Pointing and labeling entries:
- - -

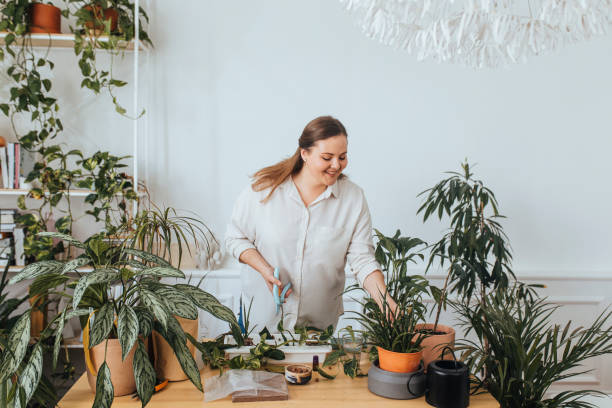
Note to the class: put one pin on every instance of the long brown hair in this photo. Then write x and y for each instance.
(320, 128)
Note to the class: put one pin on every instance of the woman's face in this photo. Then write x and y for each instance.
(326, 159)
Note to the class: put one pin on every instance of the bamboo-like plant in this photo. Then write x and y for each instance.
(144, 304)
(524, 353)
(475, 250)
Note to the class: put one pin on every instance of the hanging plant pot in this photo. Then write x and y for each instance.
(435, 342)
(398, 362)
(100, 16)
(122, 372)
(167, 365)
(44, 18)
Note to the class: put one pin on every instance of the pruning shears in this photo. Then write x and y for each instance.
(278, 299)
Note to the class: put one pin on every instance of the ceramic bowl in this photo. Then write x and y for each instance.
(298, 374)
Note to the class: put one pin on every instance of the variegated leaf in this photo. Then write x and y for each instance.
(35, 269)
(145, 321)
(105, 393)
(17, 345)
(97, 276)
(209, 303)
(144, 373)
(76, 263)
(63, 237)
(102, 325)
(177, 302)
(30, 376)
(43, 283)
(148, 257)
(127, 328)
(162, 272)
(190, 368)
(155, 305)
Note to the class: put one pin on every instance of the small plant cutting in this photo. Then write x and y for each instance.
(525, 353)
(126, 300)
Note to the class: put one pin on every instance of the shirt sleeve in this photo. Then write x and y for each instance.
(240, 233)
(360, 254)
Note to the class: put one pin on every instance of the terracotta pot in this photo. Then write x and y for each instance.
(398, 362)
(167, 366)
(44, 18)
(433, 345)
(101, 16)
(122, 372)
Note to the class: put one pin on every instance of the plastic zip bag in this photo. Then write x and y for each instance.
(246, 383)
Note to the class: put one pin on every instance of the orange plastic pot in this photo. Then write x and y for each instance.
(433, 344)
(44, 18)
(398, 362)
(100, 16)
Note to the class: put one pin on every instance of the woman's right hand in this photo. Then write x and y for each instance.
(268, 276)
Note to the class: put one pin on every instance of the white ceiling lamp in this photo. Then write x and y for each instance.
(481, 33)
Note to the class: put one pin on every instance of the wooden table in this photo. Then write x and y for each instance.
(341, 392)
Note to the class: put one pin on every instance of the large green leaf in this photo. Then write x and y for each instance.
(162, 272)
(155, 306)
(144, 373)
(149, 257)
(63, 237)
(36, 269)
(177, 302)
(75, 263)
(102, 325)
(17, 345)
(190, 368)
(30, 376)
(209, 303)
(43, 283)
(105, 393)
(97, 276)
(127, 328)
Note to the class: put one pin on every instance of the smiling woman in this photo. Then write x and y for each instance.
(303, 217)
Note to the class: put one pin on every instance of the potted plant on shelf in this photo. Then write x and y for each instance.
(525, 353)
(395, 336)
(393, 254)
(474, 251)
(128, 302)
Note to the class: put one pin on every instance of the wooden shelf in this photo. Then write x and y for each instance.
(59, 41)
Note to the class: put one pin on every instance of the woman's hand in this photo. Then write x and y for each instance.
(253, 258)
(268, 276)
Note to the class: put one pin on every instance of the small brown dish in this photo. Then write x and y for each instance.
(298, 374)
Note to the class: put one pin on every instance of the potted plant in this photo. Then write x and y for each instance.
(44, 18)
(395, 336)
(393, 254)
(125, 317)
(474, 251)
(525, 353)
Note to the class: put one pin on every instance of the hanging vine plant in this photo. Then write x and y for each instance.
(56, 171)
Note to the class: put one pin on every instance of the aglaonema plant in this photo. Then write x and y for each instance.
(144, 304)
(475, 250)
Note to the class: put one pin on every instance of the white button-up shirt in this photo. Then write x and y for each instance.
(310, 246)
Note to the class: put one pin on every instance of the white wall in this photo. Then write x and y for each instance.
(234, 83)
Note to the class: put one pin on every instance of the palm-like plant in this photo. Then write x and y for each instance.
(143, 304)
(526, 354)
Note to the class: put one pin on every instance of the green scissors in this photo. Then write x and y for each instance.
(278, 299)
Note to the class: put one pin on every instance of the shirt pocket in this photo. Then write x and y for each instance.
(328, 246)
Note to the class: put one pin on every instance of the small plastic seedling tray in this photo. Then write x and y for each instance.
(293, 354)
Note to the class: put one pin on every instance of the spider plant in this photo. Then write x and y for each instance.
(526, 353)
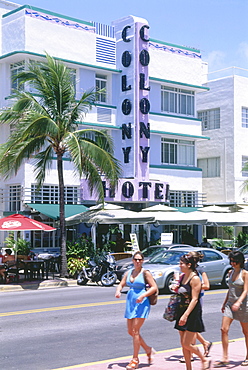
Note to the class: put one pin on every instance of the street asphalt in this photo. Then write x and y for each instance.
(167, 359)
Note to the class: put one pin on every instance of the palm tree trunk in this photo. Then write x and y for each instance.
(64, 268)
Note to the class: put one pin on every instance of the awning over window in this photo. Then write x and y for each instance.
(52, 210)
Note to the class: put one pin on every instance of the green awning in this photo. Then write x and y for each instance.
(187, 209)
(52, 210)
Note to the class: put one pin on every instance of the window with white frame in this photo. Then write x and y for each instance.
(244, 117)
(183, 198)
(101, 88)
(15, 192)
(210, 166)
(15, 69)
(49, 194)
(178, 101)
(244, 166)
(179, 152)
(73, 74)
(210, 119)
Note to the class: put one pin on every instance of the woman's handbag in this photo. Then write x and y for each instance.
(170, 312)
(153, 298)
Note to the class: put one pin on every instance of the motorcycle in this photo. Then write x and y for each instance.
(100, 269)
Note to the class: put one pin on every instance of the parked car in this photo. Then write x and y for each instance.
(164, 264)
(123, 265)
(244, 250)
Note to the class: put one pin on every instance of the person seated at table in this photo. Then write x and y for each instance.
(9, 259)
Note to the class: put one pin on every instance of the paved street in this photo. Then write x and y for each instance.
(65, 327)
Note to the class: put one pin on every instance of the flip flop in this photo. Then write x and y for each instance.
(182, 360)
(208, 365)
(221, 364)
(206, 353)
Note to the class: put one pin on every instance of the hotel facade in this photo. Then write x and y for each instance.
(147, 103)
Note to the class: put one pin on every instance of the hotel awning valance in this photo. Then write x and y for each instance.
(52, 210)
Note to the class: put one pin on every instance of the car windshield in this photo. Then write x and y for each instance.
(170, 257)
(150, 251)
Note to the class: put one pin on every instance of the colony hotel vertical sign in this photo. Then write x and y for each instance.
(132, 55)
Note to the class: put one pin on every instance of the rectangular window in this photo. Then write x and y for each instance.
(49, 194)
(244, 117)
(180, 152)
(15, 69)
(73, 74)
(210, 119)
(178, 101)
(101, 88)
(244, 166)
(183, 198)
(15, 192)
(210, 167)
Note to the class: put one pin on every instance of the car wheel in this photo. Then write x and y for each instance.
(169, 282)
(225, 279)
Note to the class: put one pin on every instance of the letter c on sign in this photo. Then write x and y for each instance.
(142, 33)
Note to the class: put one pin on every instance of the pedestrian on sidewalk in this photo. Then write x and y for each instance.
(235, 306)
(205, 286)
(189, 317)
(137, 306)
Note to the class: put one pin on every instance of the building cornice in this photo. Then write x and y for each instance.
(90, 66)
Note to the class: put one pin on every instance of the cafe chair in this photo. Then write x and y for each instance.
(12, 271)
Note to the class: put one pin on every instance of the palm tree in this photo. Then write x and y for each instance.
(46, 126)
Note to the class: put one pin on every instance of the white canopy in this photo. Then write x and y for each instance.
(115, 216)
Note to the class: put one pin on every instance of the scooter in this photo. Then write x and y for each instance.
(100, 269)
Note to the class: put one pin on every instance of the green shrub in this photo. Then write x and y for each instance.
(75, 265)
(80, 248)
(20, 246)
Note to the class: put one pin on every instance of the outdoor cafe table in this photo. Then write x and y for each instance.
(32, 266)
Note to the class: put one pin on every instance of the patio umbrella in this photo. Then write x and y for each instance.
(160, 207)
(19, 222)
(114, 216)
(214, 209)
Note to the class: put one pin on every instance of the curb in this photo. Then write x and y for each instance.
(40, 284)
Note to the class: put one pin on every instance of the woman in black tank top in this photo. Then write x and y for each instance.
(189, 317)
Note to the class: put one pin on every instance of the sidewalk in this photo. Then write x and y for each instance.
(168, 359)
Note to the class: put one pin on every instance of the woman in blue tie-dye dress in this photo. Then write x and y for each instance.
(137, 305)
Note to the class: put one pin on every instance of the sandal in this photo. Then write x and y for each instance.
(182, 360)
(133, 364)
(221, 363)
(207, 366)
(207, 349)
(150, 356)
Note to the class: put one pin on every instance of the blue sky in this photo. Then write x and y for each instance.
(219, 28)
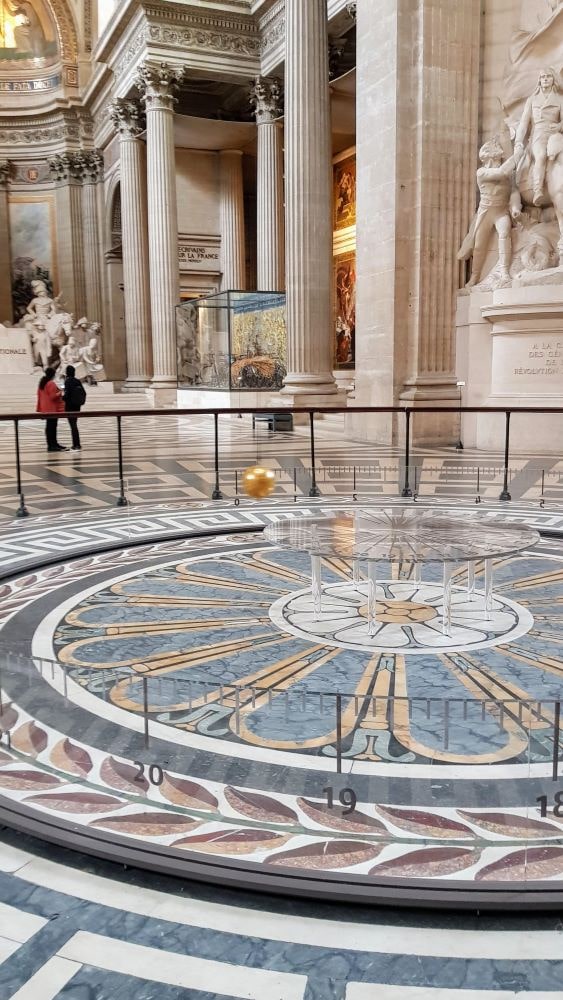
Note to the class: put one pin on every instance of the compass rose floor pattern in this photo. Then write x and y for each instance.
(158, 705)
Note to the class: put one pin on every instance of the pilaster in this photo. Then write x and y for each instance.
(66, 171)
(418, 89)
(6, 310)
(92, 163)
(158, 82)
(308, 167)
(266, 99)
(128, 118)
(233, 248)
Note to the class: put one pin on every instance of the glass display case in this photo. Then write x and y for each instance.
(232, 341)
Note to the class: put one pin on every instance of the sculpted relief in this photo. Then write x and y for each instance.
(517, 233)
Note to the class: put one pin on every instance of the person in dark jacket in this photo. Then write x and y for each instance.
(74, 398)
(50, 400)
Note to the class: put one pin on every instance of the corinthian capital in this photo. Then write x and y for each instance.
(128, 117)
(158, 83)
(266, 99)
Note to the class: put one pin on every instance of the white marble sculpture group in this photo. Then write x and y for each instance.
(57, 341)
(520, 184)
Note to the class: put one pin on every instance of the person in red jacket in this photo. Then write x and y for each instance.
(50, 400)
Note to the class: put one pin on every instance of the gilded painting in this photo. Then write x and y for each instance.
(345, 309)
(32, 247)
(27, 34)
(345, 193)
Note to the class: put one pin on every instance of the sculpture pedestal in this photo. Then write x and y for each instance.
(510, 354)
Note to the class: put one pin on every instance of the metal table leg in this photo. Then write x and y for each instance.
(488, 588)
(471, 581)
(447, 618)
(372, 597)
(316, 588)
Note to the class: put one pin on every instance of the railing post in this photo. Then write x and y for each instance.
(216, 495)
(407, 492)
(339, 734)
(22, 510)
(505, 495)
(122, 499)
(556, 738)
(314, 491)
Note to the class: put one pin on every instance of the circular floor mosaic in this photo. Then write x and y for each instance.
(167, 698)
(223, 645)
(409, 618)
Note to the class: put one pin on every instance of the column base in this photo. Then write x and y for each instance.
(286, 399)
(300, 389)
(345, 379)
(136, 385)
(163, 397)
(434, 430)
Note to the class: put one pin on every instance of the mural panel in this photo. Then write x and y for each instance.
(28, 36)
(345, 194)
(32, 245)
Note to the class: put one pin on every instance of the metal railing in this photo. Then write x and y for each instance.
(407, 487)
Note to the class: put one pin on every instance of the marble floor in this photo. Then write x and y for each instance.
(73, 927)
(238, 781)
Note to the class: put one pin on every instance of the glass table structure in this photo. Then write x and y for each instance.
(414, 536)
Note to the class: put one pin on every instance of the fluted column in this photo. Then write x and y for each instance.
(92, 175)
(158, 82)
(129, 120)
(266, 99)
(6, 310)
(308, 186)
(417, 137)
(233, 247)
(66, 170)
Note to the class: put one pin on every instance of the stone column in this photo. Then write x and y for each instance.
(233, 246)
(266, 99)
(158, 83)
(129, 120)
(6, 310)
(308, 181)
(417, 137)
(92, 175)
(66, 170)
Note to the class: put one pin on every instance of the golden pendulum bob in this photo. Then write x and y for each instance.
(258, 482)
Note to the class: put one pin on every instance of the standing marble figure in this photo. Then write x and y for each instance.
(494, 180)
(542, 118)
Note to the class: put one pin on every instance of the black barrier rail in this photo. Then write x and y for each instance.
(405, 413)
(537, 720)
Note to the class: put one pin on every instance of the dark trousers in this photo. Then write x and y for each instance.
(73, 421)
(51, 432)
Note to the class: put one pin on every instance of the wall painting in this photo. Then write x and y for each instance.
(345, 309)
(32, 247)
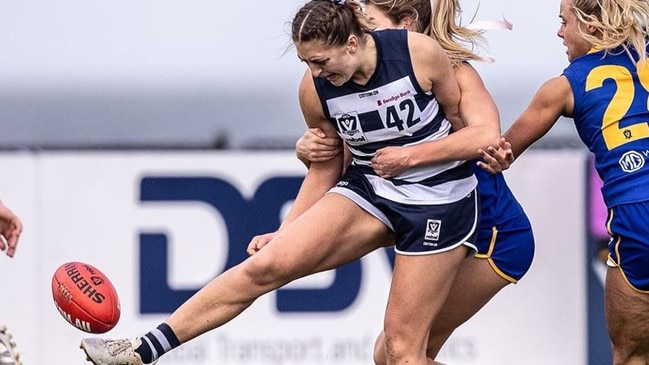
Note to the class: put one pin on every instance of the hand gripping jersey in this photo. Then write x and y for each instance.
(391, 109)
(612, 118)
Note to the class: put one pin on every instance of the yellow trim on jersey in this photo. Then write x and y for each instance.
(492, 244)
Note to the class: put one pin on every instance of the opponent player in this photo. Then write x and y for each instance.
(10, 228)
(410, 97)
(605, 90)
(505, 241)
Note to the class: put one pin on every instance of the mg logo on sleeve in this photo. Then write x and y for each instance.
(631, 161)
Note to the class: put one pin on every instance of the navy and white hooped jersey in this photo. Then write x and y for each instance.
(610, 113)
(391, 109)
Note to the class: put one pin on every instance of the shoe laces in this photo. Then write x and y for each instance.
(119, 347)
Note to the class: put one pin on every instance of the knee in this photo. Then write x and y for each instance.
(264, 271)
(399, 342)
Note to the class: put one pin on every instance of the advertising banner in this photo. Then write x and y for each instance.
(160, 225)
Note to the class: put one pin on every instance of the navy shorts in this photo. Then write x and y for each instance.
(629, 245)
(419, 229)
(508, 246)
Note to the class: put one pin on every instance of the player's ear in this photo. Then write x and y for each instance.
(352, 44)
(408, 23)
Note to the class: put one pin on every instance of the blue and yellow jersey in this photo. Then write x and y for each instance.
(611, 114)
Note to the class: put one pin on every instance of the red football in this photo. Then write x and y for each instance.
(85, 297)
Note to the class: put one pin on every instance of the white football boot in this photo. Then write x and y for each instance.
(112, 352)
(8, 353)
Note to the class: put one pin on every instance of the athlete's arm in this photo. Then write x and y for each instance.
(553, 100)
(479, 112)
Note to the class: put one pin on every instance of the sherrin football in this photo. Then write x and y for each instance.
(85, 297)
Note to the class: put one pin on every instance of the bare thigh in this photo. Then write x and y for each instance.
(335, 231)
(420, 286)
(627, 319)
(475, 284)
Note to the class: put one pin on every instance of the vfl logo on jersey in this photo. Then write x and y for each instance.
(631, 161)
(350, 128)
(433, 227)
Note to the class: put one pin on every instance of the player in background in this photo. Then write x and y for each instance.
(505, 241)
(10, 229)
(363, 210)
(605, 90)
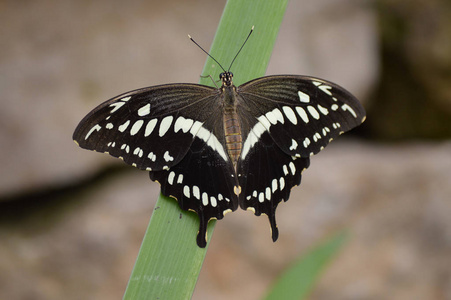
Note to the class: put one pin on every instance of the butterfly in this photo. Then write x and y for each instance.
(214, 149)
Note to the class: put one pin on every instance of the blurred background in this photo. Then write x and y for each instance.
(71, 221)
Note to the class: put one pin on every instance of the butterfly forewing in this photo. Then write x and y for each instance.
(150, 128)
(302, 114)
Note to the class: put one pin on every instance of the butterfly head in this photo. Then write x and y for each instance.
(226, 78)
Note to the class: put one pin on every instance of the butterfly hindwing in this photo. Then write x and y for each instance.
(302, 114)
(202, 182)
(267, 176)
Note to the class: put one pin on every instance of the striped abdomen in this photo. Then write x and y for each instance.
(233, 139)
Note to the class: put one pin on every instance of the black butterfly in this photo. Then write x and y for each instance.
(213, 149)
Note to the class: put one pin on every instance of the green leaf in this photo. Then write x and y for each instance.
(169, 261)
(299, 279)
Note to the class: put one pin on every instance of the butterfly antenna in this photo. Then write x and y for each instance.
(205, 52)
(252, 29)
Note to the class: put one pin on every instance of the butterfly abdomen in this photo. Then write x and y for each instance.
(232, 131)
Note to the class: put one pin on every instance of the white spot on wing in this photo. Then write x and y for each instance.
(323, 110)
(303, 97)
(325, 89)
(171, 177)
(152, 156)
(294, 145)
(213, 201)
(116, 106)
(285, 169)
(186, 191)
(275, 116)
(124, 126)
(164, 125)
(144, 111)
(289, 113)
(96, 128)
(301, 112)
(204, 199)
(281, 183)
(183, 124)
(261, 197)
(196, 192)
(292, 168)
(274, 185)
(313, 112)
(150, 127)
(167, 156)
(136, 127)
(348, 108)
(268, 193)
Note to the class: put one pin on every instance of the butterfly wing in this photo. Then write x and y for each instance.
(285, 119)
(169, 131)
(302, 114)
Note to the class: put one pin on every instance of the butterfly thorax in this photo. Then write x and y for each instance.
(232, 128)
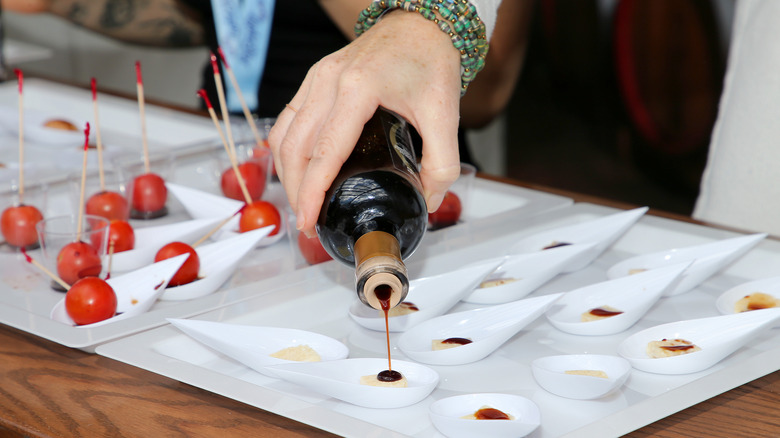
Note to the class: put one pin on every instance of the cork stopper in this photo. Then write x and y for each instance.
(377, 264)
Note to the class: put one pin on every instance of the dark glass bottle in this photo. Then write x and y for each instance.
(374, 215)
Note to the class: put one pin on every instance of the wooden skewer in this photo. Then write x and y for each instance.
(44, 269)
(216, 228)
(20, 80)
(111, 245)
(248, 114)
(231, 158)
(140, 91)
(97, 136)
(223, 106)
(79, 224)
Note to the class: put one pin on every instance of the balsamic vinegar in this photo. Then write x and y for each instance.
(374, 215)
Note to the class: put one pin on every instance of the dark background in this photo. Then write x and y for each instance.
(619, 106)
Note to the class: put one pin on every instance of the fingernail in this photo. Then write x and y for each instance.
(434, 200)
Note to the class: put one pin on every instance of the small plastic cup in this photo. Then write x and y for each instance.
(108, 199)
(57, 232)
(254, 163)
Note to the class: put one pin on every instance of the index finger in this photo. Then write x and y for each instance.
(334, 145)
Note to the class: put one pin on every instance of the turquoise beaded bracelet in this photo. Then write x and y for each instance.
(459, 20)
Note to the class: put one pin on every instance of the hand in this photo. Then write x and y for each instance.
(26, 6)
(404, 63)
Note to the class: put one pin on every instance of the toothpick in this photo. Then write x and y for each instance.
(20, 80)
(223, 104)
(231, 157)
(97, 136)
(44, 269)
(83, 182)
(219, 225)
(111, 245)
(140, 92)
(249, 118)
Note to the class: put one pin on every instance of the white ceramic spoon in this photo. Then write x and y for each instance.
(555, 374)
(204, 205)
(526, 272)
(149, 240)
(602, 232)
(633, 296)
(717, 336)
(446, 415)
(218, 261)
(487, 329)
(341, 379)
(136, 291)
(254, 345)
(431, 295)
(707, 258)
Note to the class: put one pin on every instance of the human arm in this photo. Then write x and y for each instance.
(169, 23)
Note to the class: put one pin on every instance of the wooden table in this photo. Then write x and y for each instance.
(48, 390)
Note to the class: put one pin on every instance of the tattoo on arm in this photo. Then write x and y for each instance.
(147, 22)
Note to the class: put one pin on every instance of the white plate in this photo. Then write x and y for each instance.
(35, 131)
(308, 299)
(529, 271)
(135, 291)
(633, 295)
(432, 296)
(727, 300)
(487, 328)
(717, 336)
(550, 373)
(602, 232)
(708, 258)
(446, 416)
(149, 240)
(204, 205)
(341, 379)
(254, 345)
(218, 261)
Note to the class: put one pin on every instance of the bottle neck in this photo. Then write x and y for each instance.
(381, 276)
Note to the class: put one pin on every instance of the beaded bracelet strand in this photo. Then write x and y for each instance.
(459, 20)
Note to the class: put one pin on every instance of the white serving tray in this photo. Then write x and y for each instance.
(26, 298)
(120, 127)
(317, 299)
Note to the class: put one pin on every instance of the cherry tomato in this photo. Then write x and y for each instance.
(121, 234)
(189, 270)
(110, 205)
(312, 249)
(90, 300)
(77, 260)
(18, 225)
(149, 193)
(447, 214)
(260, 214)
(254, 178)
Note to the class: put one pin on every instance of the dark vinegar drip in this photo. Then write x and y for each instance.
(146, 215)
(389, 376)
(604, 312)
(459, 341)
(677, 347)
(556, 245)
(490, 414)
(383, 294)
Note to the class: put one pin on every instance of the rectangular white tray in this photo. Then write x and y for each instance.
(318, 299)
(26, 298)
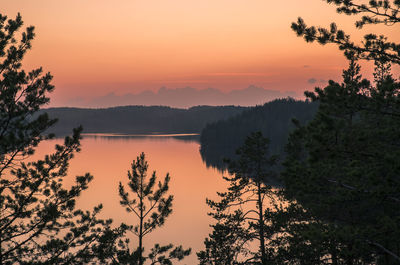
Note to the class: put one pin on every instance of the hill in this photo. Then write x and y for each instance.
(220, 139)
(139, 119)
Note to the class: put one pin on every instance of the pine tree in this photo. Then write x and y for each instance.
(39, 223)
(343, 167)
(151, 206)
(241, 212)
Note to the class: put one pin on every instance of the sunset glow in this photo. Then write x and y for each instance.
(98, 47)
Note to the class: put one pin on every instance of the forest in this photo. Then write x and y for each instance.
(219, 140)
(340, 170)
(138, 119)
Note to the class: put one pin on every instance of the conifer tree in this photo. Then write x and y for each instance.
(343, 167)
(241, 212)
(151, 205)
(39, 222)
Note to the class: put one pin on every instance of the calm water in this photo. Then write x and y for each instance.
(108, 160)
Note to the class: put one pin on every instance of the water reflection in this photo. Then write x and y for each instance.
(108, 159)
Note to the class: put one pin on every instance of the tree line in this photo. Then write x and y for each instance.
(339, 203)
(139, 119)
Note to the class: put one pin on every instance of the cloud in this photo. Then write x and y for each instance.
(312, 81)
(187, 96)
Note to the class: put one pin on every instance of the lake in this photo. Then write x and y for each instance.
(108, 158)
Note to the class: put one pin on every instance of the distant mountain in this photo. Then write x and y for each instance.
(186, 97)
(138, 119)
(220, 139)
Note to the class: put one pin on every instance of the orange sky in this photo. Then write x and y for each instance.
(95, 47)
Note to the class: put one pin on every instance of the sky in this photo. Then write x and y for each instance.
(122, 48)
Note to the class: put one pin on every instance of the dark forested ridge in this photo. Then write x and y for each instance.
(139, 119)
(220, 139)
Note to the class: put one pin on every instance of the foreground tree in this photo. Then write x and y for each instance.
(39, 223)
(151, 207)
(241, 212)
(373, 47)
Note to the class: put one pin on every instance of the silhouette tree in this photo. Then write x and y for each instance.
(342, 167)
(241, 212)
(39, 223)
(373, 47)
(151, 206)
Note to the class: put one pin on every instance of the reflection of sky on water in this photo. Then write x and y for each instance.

- - -

Exercise instructions:
Repeat only the stretch of lines that opens with the line containing "of the forest" and closes with the final line of the entries, both included, exactly as written.

The completed task:
Note to the class: put one pin on every instance of the forest in this photo. Then write x and y for each instance.
(219, 140)
(340, 170)
(138, 119)
Note to the class: put one pin on every instance of the conifer tree in this photo. Then write x and y for each instance.
(343, 167)
(241, 212)
(151, 205)
(39, 222)
Note to the class: put one pin on every instance of the calm water in this photo. Then write x and y for each instance.
(108, 160)
Note to the class: put one pin on every instance of the water reflection in this photo. Then write x and y for each instance.
(108, 159)
Note to the class: put one pin on every instance of the tree line in this photo. Then write x and y for each instance.
(339, 203)
(139, 119)
Note to the class: put one pin on every instance of the cloud in this photo. Then write x and y for each instance.
(312, 81)
(187, 96)
Note to the class: put one pin on every instance of the lake in this photo. Then write x and y for each instance.
(108, 158)
Note to the class: put one pin on every instance of the distant mountain in this photo. Then write x and y for each instance.
(186, 97)
(138, 119)
(220, 139)
Note to the class: put one pin on every instance of the orange sky in this photo. Then write x and y for each instance.
(95, 47)
Note to the class: put one pin on every instance of the sky in this photo. Then write x and y for each instance.
(122, 48)
Note to the class: put one pin on every instance of the dark forested ridge in this photo. Then write x and y for each instance.
(139, 119)
(220, 139)
Note to the class: put one pin on every instance of the foreground tree in this photo. Then write x and y for each instance.
(39, 223)
(151, 207)
(241, 212)
(373, 47)
Note to the class: put one pin on every instance of the silhouette tree in this photo. Then write x and y for each instance.
(342, 167)
(241, 212)
(39, 223)
(373, 47)
(151, 206)
Note to the class: put one pin on every instance of the reflection of sky on water in this photo. Then write x and y for each instance.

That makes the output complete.